***** WORKING DATA *****
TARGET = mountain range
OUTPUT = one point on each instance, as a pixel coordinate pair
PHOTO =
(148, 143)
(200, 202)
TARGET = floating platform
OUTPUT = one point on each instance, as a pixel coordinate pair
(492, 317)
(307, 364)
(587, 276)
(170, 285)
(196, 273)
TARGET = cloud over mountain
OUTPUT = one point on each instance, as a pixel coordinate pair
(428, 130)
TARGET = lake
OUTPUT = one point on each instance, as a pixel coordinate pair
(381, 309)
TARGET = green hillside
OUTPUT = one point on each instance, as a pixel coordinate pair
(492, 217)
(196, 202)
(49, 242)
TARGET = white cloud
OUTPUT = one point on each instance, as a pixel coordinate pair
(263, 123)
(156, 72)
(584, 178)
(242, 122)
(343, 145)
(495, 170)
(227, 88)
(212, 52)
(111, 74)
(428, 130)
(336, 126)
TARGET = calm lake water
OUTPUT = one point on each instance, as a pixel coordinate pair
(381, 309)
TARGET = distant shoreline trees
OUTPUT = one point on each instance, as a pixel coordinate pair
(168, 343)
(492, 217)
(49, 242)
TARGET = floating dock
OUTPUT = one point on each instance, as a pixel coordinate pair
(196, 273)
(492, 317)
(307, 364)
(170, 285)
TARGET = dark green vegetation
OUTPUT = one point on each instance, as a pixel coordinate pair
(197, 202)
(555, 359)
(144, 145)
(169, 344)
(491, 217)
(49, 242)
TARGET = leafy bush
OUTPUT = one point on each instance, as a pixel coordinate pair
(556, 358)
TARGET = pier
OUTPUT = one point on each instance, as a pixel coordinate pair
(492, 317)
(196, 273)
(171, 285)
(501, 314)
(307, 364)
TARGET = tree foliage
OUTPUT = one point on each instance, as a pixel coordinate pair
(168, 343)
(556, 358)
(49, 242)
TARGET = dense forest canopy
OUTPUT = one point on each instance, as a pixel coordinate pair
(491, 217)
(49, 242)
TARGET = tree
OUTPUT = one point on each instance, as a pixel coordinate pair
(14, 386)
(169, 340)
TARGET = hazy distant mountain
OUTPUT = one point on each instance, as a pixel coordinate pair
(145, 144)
*****
***** WORKING DATA *****
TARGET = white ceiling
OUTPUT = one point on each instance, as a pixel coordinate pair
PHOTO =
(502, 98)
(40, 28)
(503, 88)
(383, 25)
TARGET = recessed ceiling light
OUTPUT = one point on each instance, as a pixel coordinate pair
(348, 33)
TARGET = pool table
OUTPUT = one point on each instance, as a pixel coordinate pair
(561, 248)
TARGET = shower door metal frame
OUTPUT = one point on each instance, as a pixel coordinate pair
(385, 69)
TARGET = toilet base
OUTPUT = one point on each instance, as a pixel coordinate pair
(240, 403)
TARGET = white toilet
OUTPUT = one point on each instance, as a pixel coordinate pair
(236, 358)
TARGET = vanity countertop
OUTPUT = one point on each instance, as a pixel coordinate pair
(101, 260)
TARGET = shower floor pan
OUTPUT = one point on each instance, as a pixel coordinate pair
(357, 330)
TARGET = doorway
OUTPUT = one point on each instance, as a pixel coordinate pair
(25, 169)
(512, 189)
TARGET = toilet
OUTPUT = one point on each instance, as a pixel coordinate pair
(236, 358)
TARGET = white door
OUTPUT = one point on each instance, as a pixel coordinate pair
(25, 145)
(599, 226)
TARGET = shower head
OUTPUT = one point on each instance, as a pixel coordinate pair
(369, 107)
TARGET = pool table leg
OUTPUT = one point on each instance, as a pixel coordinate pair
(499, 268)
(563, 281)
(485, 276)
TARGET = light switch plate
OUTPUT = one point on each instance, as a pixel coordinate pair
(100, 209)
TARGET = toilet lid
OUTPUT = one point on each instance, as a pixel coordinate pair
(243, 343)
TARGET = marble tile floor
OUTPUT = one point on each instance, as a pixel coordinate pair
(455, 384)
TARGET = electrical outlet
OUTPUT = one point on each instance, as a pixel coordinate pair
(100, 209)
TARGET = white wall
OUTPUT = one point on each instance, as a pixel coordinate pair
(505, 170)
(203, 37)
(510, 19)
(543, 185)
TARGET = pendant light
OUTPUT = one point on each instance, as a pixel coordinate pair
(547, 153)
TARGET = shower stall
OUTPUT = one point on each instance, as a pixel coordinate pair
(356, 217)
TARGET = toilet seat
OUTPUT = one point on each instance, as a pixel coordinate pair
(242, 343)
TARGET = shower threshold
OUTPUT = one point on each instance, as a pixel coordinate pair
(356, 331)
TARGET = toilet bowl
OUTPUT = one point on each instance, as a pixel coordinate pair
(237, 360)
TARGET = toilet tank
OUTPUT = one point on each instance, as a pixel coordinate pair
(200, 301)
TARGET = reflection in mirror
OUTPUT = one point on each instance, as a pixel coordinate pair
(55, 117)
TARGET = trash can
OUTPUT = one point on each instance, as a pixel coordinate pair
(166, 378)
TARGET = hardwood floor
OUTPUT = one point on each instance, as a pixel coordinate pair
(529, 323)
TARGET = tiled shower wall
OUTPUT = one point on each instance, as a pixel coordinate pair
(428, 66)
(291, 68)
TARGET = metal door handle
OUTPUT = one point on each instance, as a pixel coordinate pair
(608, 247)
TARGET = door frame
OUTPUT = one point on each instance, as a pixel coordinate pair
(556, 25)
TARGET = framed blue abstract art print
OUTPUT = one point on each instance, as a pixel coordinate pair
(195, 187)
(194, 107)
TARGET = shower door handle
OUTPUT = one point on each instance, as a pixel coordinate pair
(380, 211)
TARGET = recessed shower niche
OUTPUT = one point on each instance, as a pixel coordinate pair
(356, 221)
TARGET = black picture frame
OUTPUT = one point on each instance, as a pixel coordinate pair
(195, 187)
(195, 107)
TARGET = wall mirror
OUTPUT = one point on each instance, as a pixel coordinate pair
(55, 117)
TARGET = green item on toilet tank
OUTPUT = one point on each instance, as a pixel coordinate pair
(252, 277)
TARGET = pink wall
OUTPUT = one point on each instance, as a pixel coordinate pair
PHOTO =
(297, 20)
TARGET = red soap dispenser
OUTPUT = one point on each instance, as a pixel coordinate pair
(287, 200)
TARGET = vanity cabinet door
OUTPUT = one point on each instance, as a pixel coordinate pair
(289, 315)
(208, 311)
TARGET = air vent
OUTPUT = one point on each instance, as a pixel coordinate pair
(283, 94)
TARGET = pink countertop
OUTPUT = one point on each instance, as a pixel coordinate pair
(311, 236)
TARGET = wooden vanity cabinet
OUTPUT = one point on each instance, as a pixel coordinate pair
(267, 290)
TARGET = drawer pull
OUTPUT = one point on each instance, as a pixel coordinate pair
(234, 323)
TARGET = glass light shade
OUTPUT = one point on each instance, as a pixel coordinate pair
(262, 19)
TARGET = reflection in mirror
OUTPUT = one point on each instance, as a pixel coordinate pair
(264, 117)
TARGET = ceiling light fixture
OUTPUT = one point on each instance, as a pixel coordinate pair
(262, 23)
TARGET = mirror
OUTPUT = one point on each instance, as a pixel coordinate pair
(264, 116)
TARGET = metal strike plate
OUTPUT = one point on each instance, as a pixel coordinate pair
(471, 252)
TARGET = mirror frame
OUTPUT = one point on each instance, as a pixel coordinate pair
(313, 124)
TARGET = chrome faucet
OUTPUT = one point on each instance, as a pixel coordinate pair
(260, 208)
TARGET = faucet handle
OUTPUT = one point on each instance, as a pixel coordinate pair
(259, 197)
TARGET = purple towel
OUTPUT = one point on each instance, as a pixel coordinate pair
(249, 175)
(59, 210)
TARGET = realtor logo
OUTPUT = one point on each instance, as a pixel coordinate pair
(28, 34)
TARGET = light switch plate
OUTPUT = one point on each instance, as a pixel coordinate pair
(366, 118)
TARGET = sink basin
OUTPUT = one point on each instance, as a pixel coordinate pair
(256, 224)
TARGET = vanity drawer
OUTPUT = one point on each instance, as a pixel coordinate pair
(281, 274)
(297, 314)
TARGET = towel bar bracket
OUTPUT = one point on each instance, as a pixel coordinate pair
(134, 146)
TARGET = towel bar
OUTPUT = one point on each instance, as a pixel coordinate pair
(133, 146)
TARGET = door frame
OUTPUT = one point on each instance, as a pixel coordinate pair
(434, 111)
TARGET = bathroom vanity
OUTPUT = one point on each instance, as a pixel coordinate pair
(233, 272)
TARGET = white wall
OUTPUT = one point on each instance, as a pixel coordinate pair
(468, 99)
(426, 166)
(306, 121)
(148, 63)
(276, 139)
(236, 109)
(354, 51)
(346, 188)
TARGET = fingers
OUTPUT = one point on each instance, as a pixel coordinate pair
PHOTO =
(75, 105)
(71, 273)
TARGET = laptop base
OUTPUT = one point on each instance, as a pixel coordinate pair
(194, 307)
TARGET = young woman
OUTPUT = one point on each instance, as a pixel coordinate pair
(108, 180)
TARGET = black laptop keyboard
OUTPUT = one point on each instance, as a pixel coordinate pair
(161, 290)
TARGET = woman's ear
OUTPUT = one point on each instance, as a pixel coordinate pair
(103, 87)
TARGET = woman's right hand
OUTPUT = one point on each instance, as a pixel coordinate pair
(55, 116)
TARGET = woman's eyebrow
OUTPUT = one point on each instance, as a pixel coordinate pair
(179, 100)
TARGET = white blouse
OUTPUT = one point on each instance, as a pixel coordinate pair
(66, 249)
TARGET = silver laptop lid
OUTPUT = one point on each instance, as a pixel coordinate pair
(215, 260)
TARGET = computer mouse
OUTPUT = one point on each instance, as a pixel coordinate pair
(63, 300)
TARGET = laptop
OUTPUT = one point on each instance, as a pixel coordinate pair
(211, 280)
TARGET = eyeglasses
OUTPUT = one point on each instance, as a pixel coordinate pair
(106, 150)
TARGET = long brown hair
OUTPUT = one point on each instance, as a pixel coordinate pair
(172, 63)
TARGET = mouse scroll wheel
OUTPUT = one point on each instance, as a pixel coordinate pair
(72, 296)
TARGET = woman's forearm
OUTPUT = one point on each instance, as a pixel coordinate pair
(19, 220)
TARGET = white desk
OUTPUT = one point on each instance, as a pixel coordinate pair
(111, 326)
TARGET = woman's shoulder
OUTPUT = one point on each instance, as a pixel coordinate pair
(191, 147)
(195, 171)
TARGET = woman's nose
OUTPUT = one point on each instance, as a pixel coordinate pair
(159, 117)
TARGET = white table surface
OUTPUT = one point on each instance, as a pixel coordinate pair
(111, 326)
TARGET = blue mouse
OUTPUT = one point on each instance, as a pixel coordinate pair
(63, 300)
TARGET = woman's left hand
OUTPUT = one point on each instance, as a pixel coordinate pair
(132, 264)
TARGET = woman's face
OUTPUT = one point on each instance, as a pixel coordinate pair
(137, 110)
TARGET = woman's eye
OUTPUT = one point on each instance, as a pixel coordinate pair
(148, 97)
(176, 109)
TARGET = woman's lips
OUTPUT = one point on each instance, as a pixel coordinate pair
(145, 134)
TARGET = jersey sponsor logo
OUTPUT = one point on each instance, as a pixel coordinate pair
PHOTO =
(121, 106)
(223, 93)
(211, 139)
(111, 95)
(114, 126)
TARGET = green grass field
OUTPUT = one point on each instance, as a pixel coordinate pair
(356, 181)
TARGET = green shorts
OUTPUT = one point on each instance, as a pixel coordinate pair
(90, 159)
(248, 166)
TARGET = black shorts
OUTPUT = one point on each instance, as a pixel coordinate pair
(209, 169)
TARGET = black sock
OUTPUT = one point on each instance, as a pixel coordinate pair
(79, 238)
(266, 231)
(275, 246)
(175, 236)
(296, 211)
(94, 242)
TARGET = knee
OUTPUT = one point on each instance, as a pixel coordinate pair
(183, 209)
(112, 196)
*****
***** WORKING DATA *****
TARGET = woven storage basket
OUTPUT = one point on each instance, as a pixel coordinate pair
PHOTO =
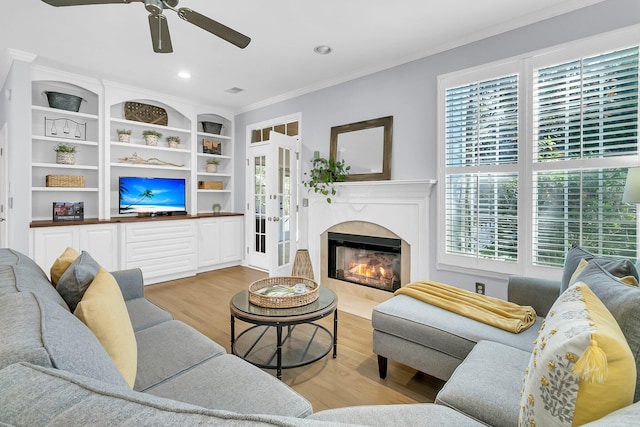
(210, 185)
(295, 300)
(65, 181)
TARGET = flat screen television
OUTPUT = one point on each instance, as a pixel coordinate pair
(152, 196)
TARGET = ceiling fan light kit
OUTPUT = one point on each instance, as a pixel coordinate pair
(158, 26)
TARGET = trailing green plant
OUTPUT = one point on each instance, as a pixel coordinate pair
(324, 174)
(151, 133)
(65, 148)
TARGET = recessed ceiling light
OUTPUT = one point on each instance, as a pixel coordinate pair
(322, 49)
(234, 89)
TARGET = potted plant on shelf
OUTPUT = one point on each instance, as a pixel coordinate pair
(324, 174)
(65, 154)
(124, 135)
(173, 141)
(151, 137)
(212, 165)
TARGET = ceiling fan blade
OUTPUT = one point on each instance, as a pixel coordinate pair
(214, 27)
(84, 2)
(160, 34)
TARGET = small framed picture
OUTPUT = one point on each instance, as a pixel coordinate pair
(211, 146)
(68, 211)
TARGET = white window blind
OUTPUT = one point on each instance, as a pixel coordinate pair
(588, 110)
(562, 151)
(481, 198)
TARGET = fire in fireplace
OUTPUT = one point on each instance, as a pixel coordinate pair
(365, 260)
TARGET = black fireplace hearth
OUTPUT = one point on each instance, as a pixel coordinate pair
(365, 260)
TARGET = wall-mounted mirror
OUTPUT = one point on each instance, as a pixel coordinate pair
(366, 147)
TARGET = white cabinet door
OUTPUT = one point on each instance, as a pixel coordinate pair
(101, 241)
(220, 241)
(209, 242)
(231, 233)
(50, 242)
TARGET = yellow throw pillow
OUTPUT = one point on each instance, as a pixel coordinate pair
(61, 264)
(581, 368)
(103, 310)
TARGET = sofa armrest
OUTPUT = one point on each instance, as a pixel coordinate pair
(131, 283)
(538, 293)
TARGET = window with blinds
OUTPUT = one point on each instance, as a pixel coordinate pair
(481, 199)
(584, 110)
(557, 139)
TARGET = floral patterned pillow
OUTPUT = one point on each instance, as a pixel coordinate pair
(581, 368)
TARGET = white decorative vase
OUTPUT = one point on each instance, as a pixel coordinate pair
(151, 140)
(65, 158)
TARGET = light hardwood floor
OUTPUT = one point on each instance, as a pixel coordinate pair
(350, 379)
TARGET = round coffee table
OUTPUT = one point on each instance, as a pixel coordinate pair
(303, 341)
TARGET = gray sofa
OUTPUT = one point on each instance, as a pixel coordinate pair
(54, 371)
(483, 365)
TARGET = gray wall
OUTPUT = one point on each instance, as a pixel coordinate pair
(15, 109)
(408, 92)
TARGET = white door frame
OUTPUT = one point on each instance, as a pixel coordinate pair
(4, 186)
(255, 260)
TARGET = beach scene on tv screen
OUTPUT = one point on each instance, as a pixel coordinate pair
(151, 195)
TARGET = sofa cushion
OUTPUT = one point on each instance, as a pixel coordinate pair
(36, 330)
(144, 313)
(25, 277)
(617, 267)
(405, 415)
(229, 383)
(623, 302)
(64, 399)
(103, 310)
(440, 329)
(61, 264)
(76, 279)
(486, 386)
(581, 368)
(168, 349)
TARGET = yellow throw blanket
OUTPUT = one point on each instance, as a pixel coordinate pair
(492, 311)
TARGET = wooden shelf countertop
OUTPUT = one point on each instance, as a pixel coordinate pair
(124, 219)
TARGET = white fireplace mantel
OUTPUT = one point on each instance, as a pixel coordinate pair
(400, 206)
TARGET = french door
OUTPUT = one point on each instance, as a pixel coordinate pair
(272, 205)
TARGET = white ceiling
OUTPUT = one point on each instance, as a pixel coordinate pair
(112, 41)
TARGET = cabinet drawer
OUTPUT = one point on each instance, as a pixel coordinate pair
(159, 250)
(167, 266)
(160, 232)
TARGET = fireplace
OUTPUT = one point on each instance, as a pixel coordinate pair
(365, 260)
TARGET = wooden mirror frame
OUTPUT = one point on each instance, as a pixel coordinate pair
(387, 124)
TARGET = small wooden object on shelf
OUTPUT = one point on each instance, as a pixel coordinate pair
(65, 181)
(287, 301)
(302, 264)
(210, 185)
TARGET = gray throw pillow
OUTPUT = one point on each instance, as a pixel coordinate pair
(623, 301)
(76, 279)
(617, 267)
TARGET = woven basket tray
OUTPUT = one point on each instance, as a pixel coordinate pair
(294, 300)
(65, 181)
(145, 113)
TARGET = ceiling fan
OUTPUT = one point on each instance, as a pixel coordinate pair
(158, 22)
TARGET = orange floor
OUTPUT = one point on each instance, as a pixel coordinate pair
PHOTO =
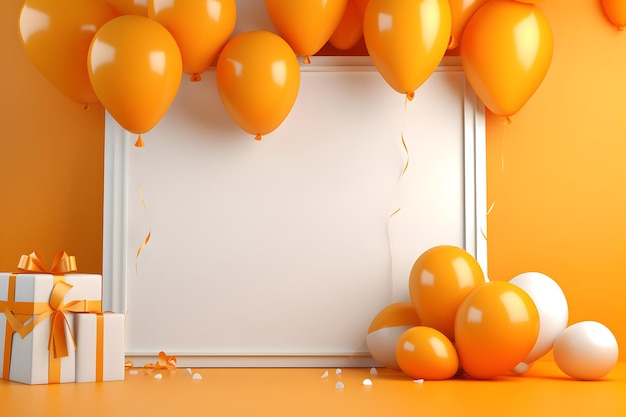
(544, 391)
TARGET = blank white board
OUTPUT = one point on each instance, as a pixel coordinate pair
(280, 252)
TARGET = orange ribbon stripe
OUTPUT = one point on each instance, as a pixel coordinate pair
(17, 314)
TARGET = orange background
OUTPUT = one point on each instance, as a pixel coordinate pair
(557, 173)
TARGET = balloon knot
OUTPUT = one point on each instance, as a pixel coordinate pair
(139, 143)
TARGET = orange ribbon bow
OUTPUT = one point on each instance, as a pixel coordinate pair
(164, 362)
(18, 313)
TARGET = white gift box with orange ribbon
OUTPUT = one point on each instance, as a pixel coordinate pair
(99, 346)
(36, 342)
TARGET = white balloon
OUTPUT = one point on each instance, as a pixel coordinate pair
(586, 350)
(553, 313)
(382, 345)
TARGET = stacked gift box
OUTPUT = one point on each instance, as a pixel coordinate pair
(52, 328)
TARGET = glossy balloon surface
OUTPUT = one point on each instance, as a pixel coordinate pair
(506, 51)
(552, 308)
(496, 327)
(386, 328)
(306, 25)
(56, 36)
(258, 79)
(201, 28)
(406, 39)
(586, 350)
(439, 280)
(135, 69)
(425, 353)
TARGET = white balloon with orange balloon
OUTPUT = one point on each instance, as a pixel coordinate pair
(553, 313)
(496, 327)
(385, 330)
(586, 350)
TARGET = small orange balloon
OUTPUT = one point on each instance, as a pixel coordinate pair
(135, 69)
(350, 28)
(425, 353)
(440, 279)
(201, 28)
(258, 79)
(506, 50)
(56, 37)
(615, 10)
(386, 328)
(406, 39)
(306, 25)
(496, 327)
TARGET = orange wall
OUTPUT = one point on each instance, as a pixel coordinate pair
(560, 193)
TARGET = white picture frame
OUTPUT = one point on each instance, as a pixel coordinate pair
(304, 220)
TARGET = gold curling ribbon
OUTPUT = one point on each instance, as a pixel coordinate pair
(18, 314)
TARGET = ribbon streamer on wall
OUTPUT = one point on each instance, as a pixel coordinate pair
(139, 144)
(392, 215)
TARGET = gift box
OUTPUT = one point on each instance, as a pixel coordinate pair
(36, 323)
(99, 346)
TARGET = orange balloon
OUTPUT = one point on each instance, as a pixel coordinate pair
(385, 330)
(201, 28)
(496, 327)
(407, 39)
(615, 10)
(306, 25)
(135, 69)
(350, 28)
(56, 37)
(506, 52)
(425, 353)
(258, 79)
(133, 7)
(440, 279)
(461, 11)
*****
→ **PROMPT**
Pull out every line of the records above that contains the word "with", and copy each such line in full.

→ **ANSWER FOR THE TASK**
TARGET = window with blinds
TARGET = white gift box with orange ribbon
TARGET = white balloon with orange balloon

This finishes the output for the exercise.